--- Begin Input data ---

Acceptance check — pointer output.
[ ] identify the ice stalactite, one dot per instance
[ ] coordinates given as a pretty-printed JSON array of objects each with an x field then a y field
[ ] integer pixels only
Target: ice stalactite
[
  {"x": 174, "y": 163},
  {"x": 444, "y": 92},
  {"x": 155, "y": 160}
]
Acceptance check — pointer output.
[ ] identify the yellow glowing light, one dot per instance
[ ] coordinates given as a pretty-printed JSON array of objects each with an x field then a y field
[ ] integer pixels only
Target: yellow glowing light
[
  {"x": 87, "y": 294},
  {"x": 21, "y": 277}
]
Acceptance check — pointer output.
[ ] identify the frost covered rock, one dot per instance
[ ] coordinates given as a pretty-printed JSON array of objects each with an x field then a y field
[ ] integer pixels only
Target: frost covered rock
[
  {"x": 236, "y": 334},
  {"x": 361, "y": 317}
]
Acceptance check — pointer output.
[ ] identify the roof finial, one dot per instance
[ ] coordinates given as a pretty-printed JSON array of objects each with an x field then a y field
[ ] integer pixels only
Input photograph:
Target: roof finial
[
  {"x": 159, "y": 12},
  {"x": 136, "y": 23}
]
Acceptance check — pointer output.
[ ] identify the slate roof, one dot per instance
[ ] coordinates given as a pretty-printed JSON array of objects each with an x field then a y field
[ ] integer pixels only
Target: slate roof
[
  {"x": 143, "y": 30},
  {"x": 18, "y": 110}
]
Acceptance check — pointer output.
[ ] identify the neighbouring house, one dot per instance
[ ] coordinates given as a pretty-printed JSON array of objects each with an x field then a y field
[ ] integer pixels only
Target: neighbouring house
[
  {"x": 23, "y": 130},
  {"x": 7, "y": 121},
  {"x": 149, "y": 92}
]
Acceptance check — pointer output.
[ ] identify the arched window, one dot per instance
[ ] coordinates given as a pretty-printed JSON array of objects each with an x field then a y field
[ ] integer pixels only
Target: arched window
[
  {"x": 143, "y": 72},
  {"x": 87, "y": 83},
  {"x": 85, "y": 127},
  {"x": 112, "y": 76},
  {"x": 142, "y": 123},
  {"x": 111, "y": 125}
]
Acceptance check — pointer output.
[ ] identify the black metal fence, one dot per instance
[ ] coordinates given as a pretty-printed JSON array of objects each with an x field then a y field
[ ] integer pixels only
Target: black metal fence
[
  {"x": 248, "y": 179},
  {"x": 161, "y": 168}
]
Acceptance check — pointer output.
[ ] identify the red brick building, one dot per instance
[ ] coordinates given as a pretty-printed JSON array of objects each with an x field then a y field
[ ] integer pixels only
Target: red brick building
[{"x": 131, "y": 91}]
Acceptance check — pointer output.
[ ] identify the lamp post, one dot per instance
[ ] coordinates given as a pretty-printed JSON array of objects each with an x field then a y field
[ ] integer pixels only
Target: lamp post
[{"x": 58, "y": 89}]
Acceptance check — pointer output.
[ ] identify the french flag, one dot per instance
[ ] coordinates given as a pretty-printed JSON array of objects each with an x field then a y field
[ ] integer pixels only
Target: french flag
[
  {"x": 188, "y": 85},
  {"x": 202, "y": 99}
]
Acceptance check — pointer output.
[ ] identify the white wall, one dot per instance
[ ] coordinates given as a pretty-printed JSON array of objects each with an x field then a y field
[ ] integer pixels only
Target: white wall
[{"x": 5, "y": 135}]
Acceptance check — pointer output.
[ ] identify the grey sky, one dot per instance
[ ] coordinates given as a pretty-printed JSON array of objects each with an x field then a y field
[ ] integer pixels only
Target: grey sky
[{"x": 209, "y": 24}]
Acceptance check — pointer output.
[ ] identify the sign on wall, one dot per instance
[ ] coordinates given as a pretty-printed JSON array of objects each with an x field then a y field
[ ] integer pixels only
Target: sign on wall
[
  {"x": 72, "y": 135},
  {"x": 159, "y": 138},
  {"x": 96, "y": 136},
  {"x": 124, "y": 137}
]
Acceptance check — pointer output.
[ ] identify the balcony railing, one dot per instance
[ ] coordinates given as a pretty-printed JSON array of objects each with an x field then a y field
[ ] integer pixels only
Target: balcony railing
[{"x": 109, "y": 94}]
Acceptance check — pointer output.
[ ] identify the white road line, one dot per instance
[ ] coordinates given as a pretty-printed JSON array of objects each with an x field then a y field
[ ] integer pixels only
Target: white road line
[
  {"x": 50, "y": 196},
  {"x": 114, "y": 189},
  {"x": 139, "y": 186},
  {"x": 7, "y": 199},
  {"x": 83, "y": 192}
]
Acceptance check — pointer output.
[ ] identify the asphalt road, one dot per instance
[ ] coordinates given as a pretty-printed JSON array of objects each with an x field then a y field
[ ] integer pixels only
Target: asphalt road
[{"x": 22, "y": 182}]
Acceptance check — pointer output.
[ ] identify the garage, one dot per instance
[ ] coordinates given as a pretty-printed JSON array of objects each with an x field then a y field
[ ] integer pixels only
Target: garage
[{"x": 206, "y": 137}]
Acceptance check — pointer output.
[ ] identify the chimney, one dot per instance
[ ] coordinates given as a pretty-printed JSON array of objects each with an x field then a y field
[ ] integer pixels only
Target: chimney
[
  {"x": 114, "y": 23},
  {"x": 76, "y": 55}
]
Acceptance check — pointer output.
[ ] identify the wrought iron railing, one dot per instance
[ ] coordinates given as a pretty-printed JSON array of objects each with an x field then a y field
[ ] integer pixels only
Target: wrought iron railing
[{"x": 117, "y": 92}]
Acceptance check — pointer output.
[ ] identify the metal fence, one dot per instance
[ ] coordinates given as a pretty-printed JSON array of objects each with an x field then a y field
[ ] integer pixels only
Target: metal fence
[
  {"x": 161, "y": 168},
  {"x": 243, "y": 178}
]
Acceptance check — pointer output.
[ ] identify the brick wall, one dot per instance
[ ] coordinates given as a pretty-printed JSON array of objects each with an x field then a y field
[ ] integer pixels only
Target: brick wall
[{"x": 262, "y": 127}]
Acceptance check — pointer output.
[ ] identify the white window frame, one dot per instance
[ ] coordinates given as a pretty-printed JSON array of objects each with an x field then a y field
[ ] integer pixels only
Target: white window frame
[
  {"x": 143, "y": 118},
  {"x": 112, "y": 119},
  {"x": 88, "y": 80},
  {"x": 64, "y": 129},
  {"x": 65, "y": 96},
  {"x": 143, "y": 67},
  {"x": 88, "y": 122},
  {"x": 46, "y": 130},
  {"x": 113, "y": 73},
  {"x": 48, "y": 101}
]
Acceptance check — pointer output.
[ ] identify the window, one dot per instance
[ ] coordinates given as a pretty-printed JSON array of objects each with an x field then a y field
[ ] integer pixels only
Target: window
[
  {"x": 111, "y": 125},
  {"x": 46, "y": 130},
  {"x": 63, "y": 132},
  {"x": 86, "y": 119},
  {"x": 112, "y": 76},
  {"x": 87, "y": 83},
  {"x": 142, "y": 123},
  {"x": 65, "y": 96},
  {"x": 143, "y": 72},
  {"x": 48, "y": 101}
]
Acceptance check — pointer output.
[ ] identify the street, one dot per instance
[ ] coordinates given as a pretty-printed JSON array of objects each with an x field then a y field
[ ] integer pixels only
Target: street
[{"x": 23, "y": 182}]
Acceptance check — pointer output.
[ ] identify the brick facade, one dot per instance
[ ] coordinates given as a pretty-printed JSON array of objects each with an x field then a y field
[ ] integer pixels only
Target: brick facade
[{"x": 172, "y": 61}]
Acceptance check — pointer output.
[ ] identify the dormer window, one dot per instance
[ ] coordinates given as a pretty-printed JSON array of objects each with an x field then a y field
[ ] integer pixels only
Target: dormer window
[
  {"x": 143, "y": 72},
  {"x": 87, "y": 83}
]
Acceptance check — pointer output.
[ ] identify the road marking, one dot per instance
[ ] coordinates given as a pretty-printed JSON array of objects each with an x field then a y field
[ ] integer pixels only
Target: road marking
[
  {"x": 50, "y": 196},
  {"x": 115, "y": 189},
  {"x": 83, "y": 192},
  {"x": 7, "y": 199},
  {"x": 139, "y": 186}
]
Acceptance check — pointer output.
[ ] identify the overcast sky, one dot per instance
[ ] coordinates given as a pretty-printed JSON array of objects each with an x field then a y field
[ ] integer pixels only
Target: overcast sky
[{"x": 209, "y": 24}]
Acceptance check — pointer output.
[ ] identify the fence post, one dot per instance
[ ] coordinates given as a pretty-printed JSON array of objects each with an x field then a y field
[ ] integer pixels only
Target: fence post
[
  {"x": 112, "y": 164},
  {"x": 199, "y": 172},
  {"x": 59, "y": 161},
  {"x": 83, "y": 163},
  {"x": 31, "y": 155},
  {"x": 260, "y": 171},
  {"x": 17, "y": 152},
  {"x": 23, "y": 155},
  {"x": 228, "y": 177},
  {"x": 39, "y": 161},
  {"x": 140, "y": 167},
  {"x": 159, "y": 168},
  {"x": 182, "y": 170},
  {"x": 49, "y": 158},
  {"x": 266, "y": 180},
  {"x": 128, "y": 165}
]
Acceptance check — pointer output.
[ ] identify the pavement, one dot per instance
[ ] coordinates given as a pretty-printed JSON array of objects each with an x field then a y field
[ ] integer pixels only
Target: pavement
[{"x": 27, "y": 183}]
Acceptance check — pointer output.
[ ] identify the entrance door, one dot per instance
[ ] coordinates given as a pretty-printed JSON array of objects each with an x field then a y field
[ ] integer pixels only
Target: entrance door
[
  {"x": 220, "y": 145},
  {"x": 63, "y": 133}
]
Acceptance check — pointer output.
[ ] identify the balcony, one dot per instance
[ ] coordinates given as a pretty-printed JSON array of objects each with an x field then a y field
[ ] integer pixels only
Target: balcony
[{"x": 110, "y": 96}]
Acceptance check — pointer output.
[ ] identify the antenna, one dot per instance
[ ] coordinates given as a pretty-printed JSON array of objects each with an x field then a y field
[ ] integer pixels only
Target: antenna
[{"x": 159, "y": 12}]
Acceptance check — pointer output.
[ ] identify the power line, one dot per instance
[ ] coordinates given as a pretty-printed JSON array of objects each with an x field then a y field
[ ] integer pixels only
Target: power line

--- End Input data ---

Extract every line of the material above that contains the string "light". Matching is case-sensitive.

▶ **Written solution**
[ ] identify the yellow glowing light, one dot per instance
Target: yellow glowing light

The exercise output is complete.